__What to work on__: With the line containing "82L127 109L138 95L146" as the final line, restate exactly every line of the data below from the first one onward, and copy no pictures.

__Data for this exercise__:
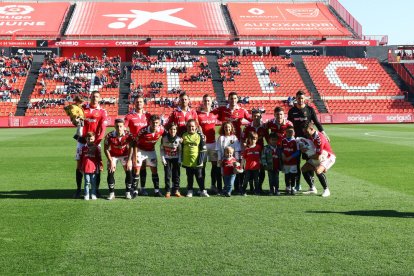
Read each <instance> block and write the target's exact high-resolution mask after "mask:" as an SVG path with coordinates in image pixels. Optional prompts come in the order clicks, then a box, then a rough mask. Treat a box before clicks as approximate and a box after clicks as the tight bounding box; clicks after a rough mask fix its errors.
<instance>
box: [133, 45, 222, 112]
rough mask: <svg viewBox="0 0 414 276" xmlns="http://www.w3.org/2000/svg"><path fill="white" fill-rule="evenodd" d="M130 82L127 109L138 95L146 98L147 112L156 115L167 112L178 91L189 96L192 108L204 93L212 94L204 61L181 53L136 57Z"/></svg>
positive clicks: (174, 98) (210, 76)
mask: <svg viewBox="0 0 414 276" xmlns="http://www.w3.org/2000/svg"><path fill="white" fill-rule="evenodd" d="M168 52H170V51H168ZM131 79H132V83H131V93H130V96H129V102H130V109H132V108H133V104H132V103H133V101H134V99H135V97H136V96H137V95H138V94H142V95H144V97H145V98H146V101H147V109H148V110H147V111H149V112H152V113H157V114H163V113H166V114H167V113H169V112H170V109H171V108H173V107H174V106H175V102H176V101H177V97H178V95H179V94H180V93H181V92H184V91H185V92H186V93H188V94H189V95H190V100H191V101H192V102H193V106H194V105H196V106H198V105H199V103H200V101H201V97H202V96H203V95H204V94H210V95H214V89H213V85H212V81H211V73H210V71H209V68H208V65H207V59H206V58H205V57H204V56H199V57H194V56H188V55H183V54H182V53H180V51H178V54H177V52H176V51H174V52H172V51H171V53H165V55H162V54H160V55H158V57H148V56H143V55H140V54H136V55H135V57H134V58H133V62H132V72H131Z"/></svg>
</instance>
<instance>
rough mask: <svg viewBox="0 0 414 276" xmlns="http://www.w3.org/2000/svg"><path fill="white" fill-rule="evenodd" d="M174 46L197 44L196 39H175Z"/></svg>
mask: <svg viewBox="0 0 414 276" xmlns="http://www.w3.org/2000/svg"><path fill="white" fill-rule="evenodd" d="M174 45H175V46H197V45H198V41H176V42H174Z"/></svg>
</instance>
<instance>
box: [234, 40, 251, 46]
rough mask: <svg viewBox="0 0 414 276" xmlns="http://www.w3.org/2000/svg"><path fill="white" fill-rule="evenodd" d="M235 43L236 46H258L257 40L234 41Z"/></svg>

__Expected answer__:
Read each <instance> block and write the target's exact high-resolution mask after "mask:" as an SVG path with coordinates in image pixels. Optional prompts come in the order clicks, then a box, then a rough mask. Treat a box before clicks as approximate and a box after clicks as the tight bounding box; clicks after a rough mask fix its errors.
<instance>
box: [133, 45, 222, 112]
rough mask: <svg viewBox="0 0 414 276" xmlns="http://www.w3.org/2000/svg"><path fill="white" fill-rule="evenodd" d="M130 82L127 109L138 95L146 98L147 112L156 115L167 112L178 91L189 96L192 108L204 93L212 94L204 61L181 53L136 57Z"/></svg>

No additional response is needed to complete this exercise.